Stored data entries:
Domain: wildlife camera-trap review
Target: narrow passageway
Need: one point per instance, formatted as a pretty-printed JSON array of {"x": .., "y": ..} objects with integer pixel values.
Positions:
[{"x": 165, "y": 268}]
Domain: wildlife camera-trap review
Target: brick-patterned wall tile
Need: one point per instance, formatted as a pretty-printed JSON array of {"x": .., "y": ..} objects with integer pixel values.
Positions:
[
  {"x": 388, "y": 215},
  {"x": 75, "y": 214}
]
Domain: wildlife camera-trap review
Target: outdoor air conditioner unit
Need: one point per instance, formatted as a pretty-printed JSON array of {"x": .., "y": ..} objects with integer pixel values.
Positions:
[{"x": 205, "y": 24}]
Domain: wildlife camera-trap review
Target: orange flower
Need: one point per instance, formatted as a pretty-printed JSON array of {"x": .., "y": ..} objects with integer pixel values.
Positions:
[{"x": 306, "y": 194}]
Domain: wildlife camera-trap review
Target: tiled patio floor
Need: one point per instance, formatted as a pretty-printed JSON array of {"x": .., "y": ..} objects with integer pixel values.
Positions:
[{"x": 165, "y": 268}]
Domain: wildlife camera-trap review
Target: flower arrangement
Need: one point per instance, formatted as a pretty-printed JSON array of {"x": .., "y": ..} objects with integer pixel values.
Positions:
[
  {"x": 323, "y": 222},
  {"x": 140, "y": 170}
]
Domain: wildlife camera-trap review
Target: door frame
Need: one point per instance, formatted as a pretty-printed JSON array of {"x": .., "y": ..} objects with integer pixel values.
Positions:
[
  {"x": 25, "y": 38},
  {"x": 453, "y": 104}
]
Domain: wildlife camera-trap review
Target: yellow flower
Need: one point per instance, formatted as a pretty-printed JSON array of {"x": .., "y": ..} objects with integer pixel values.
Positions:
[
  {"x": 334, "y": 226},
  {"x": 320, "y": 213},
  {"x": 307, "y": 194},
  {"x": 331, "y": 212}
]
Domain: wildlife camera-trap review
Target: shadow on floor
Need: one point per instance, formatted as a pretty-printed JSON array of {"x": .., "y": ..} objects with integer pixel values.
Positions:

### WHAT YOU NEED TO DO
Restate the records, all of them, precisely as written.

### RESULT OF THE EXERCISE
Domain: wildlife camera-trap review
Target: narrow passageway
Need: one point per instance, formatted as a pretty-printed JSON array of {"x": .., "y": ..} objects with integer pixel values.
Positions:
[{"x": 165, "y": 268}]
Domain: wildlife camera-trap review
Target: brick-patterned wall tile
Need: one point per instance, formatted as a pretty-printed JSON array of {"x": .., "y": ..} objects with integer pixel values.
Positions:
[
  {"x": 388, "y": 215},
  {"x": 75, "y": 214}
]
Domain: wildlife camera-trap review
Target: outdoor air conditioner unit
Need: one point per instance, formatted as a pretty-printed JSON array of {"x": .., "y": ..} objects with integer pixel values.
Positions:
[{"x": 205, "y": 24}]
Domain: wildlife camera-trap review
Target: orange flower
Need: one point per instance, formatted as a pretty-printed JSON array of {"x": .., "y": ..} objects with integer pixel values.
Positions:
[{"x": 306, "y": 194}]
Domain: wildlife camera-trap review
Target: tiled patio floor
Need: one point per instance, formatted as a pretty-printed JSON array of {"x": .., "y": ..} objects with integer pixel values.
Positions:
[{"x": 165, "y": 268}]
Domain: wildlife camera-trap review
Target: flower arrangement
Need: one point per instance, formatted as a pretty-printed JSON array of {"x": .., "y": ..} objects with integer pixel values.
Positions:
[
  {"x": 323, "y": 222},
  {"x": 140, "y": 170}
]
Domain: wildlife camera-trap review
Target: door frame
Need: one point per instance, formatted as a pretty-printed JSON array of {"x": .., "y": ..} objects with integer pixel values.
Positions:
[
  {"x": 25, "y": 38},
  {"x": 453, "y": 104}
]
Domain: wildlife camera-trap review
Target: yellow flower
Need: one point per instance, formatted as a pretty-printed JSON array of {"x": .., "y": ..} objects with integer pixel values.
Positions:
[
  {"x": 334, "y": 226},
  {"x": 320, "y": 213},
  {"x": 307, "y": 194},
  {"x": 331, "y": 212}
]
Domain: wildlife camera-trap review
Target: shadow on floor
Need: one point per instance, formatted as a pretty-printed JSON array of {"x": .., "y": ..} objects with integer pixel values.
Positions:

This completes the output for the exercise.